**Text under study:**
#####

The grand unveiling of the Wayne State Fieldhouse, where Michigan basketball played its first and only exhibition game on Friday night, came with plenty of pomp and circumstance.
There was a pregame parade of notable figures in Warriors history, an appearance by Detroit Mayor Mike Duggan, an intro video featuring the sweet-sounding Sammy Davis Jr. and, as the main attraction, a Wolverines squad ranked No. 6 in the country.
When the basketball began, things went according to script for a game between a team with Final Four aspirations and a Division II squad. Guard Brailen Neely, a Detroit native, scored the first points in the building’s history when he splashed a 3-pointer from the left wing and held his follow through as the student section roared. The energy remained for the first 11 minutes until Juwan Howard’s club pulled away with a 28-5 run to close the half on a high.
It ended 87-54 in favor of the Wolverines as five players reached double-figures in scoring, headlined by Hunter Dickinson (14 points, nine rebounds), Moussa Diabate (14 points, five rebounds) and DeVante’ Jones (10 points, seven assists, four rebounds).
Dickinson fuels the run
Dickinson’s first shift came and went without a point Friday as the All-American big man missed his first three shots before a rest. Everything changed when he returned a few minutes later.

#####

Can you sum up the game recap in two sentences? You won't need the listing to do this.

**Dataset records:**
#####

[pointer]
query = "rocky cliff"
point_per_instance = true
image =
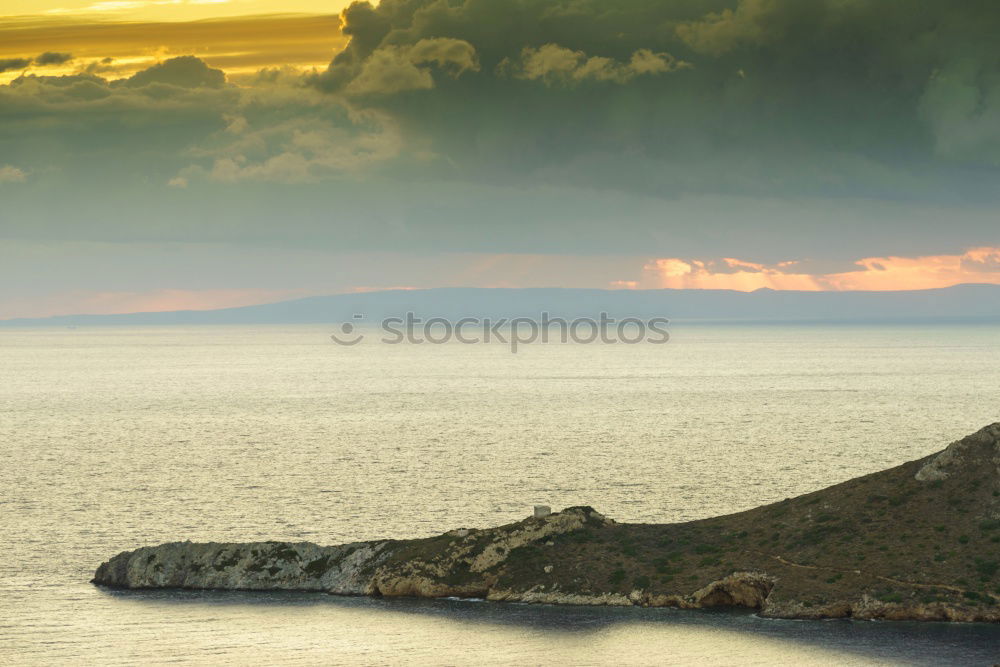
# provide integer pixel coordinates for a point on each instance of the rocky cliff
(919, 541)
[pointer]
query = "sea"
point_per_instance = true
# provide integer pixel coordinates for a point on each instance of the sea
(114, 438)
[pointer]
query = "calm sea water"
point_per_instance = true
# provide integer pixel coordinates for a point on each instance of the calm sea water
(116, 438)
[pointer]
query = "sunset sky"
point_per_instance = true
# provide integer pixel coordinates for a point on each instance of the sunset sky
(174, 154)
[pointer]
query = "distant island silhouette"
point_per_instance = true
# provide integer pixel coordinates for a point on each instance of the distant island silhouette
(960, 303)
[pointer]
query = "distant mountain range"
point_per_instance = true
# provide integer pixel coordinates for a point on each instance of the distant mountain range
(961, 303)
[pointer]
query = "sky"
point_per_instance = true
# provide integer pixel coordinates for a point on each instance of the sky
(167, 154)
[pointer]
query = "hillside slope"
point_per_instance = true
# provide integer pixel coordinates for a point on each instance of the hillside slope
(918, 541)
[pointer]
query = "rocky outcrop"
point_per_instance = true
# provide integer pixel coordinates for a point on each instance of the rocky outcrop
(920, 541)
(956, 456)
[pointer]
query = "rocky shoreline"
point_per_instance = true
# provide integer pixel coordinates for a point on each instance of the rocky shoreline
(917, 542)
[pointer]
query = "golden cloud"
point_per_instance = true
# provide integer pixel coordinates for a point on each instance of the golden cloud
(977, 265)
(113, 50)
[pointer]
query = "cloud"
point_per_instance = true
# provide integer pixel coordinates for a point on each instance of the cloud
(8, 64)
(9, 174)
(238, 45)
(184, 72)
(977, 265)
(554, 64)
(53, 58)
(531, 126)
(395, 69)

#####

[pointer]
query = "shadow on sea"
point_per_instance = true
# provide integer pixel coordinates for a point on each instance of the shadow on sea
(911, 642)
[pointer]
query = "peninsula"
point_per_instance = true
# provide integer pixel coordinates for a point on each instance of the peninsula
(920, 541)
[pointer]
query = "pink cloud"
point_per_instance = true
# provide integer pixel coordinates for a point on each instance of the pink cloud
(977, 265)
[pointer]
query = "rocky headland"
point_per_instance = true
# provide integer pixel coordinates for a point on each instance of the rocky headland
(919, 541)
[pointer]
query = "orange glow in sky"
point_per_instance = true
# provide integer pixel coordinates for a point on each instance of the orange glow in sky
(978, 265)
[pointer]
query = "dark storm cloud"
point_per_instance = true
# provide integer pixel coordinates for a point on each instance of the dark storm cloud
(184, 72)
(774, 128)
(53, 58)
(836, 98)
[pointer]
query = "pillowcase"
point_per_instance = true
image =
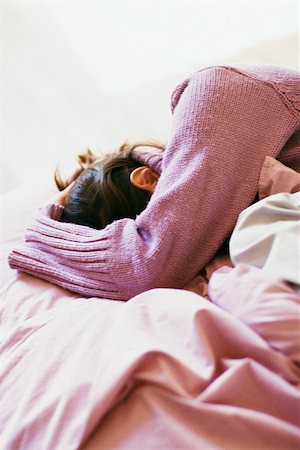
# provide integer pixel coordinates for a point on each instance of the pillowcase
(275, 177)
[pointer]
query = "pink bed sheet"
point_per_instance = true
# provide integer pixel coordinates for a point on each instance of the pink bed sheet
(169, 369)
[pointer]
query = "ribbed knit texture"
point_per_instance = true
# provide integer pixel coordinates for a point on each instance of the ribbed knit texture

#####

**Answer section:**
No. 6 Michigan played its only exhibition game at the newly unveiled Wayne State Fieldhouse on Friday night amid pregame festivities. Brailen Neely scored the building's first points on a 3-pointer, and the Wolverines closed the first half on a 28-5 run and won 87-54, with five players in double figures led by Hunter Dickinson and Moussa Diabate at 14 points each.